Tasks to carry out:
1: Decide whether each of these statements agrees with the passage on Augustine, answering yes or no and quoting the words of the passage that settle it: (a) Augustine wrote his books on beauty around age 26; (b) Augustine had met Hierius; (c) wishing that material things were eternal is called vain.
2: Proceed with the passage on Augustine, picking up after its final sentence.

Again, Augustine meditates on the importance of modesty when valuing the beauty of the material world and of never forgetting that it would not exist without God. He argues that these things are pleasing only because they are temporary and that to wish they were eternal not only is vain but, if realized, would actually mar the glory and balance of creation. Augustine emphasizes that there is nothing wrong with appreciating material beauty or cultivating camaraderie, so long as “you […] channel the love you feel for them onto their creator” and “carry off to God as many of [your friends] as possible” (68). Recalling that Jesus descended to Earth and died to ascend to heaven and live forever, Augustine asserts the necessity of humility to reach salvation.
Around age 26, Augustine wrote a series of books exploring the nature of beauty. The text was lost even before the writing of Confessions, and Augustine repudiates its Manicheism-inspired conjectures. He dedicated the books to Hierius, a Roman orator he had never met, motivated by envy for the praise he had heard others heap on the man. Though Augustine recognizes this, he marvels at the mysteries of praise, regretting that he craved approval from people rather than from God.

Stored rows:
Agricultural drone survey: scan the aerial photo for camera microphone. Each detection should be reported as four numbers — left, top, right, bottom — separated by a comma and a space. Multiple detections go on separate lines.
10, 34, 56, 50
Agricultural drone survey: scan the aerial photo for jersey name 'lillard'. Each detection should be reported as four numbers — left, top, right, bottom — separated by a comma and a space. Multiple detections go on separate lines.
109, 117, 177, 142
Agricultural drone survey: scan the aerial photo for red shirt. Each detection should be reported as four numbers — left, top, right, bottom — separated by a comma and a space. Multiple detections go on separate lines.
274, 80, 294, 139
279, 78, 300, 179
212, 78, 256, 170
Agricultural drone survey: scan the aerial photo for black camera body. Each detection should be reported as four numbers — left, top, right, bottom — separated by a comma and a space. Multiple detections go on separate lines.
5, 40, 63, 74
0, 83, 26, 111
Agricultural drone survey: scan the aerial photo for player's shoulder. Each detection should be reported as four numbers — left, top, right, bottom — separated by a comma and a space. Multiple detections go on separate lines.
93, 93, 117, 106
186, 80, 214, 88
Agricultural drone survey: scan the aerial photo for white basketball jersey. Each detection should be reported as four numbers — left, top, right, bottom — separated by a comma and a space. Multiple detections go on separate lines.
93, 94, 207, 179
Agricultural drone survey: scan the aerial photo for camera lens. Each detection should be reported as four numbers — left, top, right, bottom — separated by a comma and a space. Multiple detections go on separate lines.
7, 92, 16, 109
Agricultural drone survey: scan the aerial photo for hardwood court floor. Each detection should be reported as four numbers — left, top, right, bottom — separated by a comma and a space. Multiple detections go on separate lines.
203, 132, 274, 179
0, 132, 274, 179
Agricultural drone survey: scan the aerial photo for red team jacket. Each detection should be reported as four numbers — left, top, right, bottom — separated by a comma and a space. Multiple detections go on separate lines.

Task responses:
1:
(a) Yes: "Around age 26, Augustine wrote a series of books exploring the nature of beauty."
(b) No: "a Roman orator he had never met"
(c) Yes: "to wish they were eternal not only is vain"

2:
Augustine ends by reflecting on Aristotle’s The Ten Categories, which he encountered at age 20. Aristotle’s work claims everything fits somewhere within 10 categories. Augustine then believed God, too, could be categorized in this way, a perspective he now considers supremely sinful as it negates the oneness of God. He reminds himself that intelligence is nothing compared to communion with God.
Frequently in Book IV, Augustine directs his writing toward human readers rather than to God. He has done this occasionally before this point, even acknowledging it directly in Book II: “But to whom am I telling this story? Not to you, my God; rather in your presence I am relating these events to my own kin, the human race” (35). Here, Augustine’s hope that people would read his book takes on a fundamentally religious dimension. After an extended discussion of God’s greatness and a poem honoring Jesus’s sacrifice, Augustine writes, “This is what you must tell [other souls], to move them to tears in this valley of weeping, and by this means carry them off with you to God” (69). Throughout Christianity’s history, many of its practitioners have felt called to bring others to the faith. Augustine clearly shares this perspective, and, in writing this book, he is fulfilling that responsibility.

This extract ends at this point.